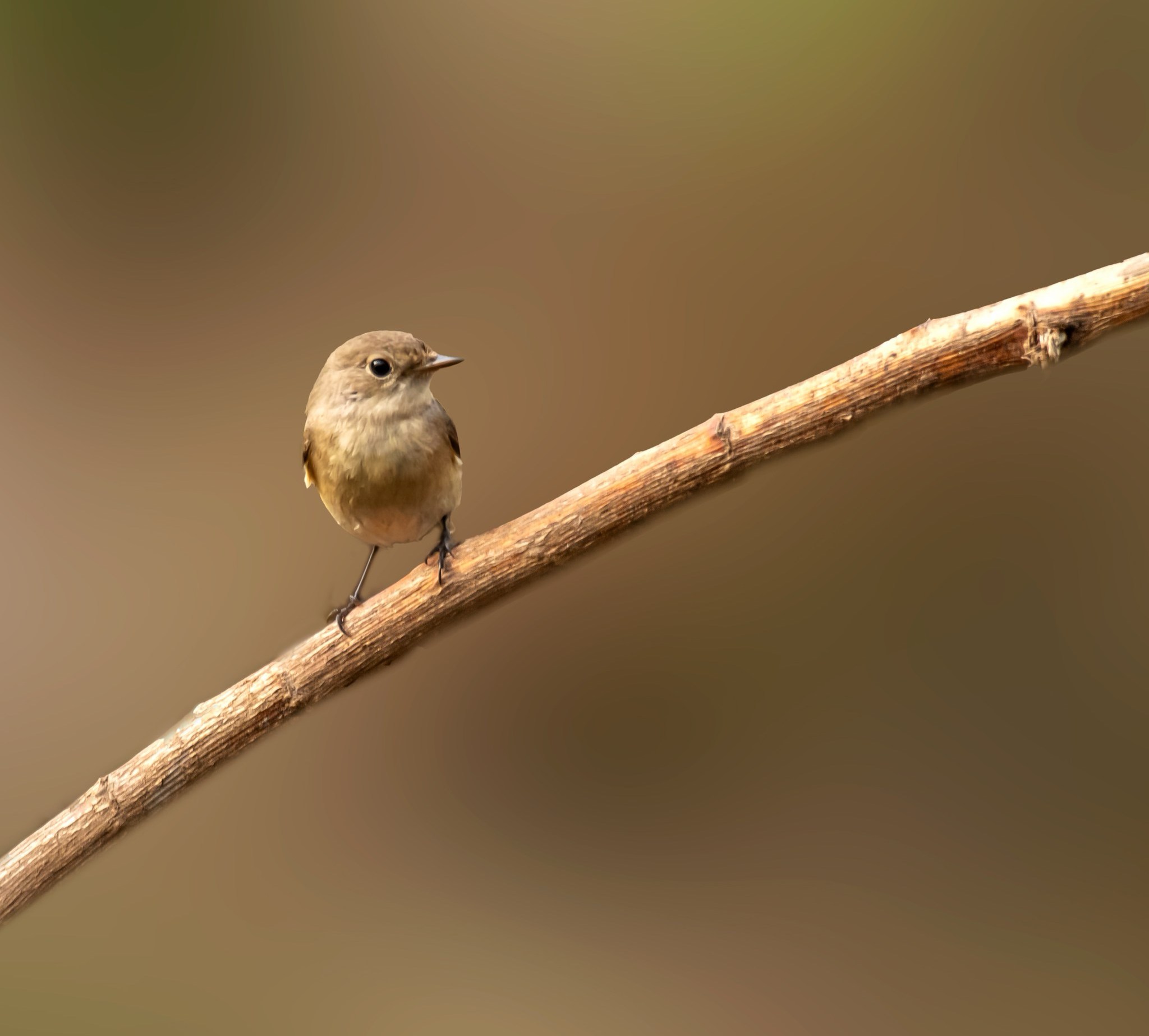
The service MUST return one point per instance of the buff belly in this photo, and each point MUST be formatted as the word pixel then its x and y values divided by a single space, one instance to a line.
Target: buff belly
pixel 385 503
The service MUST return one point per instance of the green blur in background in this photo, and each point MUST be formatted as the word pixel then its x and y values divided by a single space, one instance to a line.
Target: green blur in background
pixel 857 744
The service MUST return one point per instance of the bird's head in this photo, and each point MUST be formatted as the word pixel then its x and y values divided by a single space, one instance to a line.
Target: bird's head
pixel 390 367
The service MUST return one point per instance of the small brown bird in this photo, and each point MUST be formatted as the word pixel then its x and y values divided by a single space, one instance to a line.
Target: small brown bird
pixel 380 449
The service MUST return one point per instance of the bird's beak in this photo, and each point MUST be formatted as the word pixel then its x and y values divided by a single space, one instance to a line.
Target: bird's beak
pixel 436 362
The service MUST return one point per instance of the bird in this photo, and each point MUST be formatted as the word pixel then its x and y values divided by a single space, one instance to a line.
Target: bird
pixel 380 448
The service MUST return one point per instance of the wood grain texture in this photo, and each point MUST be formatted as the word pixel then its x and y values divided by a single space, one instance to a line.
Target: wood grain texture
pixel 1033 329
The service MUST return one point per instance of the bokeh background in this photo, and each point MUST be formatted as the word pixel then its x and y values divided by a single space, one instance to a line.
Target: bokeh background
pixel 858 744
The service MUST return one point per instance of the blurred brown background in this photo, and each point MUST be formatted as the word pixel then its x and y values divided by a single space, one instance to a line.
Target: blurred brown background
pixel 855 745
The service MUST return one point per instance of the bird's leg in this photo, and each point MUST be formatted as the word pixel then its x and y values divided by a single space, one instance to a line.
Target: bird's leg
pixel 446 545
pixel 354 601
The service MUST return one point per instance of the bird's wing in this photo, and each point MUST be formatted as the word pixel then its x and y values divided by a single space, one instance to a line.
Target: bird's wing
pixel 452 431
pixel 308 475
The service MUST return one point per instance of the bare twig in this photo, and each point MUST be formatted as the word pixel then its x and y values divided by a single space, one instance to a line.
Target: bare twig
pixel 1038 328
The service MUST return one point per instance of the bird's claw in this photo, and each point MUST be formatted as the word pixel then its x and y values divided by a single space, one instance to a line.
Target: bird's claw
pixel 445 547
pixel 341 614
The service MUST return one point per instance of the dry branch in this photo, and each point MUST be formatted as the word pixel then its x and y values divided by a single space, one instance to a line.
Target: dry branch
pixel 1037 328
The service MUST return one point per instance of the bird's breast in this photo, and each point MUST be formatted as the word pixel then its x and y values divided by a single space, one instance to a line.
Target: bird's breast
pixel 387 481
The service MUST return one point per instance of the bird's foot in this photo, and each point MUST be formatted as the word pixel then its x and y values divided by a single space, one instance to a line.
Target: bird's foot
pixel 342 614
pixel 445 547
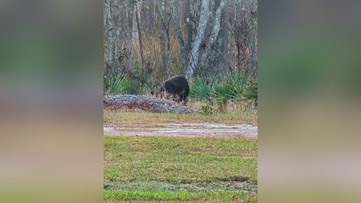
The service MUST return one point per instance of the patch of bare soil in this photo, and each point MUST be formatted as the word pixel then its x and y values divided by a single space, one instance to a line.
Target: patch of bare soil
pixel 143 103
pixel 185 130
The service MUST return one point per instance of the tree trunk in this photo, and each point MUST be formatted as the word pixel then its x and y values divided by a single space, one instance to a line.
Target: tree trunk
pixel 109 32
pixel 203 20
pixel 214 35
pixel 165 38
pixel 140 40
pixel 128 40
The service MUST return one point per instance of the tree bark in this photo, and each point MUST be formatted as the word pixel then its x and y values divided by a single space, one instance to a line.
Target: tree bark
pixel 165 37
pixel 109 32
pixel 215 30
pixel 203 20
pixel 140 40
pixel 128 40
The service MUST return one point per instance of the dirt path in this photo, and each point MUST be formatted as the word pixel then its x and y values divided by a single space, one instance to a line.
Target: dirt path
pixel 185 130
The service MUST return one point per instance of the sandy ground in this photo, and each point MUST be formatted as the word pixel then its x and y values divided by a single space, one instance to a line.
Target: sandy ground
pixel 185 130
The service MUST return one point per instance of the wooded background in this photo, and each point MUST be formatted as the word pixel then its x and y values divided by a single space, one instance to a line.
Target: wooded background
pixel 152 40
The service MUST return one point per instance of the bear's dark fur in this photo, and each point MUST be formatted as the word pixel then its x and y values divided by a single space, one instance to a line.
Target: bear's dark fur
pixel 176 86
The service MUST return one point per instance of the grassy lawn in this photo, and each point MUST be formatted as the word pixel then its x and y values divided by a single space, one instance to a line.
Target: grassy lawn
pixel 150 119
pixel 169 168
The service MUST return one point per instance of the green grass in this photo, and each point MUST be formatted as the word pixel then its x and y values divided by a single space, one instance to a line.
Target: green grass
pixel 209 196
pixel 147 118
pixel 168 168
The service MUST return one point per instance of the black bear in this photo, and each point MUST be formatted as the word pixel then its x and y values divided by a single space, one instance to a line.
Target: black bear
pixel 177 87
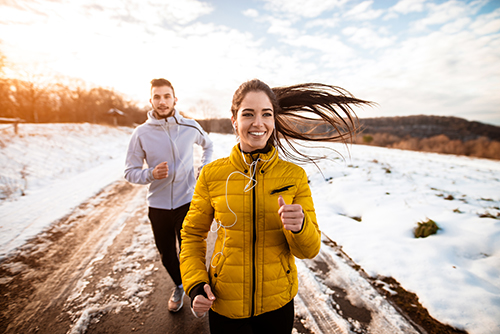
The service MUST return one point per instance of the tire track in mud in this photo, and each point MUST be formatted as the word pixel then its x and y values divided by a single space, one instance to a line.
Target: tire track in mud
pixel 95 271
pixel 338 299
pixel 38 279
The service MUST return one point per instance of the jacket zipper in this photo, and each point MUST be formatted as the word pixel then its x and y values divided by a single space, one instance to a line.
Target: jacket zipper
pixel 173 176
pixel 253 251
pixel 253 245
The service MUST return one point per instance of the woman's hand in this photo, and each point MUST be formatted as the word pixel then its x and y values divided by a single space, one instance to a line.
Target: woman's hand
pixel 291 215
pixel 202 304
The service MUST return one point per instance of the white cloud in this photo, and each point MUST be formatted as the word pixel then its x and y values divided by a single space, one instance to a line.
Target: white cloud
pixel 303 8
pixel 367 38
pixel 487 24
pixel 364 12
pixel 252 13
pixel 443 13
pixel 408 6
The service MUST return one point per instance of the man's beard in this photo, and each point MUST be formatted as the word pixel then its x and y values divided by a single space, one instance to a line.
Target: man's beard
pixel 163 115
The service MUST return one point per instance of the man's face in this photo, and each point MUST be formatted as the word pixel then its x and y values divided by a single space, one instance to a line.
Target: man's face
pixel 163 101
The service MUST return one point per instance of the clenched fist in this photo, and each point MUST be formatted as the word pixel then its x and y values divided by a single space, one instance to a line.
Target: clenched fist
pixel 291 215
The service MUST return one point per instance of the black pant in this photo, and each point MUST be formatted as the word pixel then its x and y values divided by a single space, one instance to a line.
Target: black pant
pixel 279 321
pixel 167 226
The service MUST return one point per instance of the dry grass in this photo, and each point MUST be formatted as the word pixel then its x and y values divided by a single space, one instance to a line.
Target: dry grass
pixel 481 147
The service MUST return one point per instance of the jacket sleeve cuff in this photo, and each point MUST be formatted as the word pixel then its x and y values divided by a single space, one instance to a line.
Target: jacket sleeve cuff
pixel 196 291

----

Directions for this task:
Quote the rows above word for word, from their first line through the line holding "pixel 855 745", inclusive. Leave the pictures out of your answer.

Task output:
The service MUST return one point per instance of the buff belly in this photo, and each point MUST be formatted as the word pixel then its x and y values divided by a single space, one instance to a line.
Target: buff belly
pixel 385 503
The service MUST return one point per instance of the green blur in background in this photo, and each point MUST be formatted as the word pixel then its x and y values divided by a single space, one instance to a line.
Target: green blur in background
pixel 857 744
The service MUST return one point per instance of the bird's head in this photo, and each point MUST be formatted as the word pixel then its x and y values divided by a single space, one instance to a line.
Target: bird's head
pixel 390 367
The service MUST return one point per instance of the small brown bird in this photo, and each point MUST be formatted as the word pixel then its x and y values divided by a single space, one instance to a line.
Target: small brown bird
pixel 380 449
The service MUST return one point per instance of the bird's beak in this photo, and each point MUST be formatted as the word pixel then its x and y values divided by a single space, one instance to a line.
Target: bird's beak
pixel 436 362
The service MUST return one point per instance of the bird in this photo, and each point MUST be formatted as the word pixel then its x and y values divided by a single space, one instance to a line.
Target: bird
pixel 380 448
The service MUST return one point per instance of the wood grain texture in this photo, and each point MUST be formatted as the word pixel then its x and y values divided by a single space, one instance to a line.
Target: wood grain texture
pixel 1033 329
The service MUST return one point per instance of the bokeh background in this photo, and each point MUST be formatted as the word pixel then its x and y values divided by a single space, one instance to a line.
Target: bokeh background
pixel 858 744
The service MUST return one point per instance of the blurred brown background in this photo, and each point MUST be formatted as the word pixel then its x and y values divided by a single space, one instance to a line.
Target: blurred brown background
pixel 855 745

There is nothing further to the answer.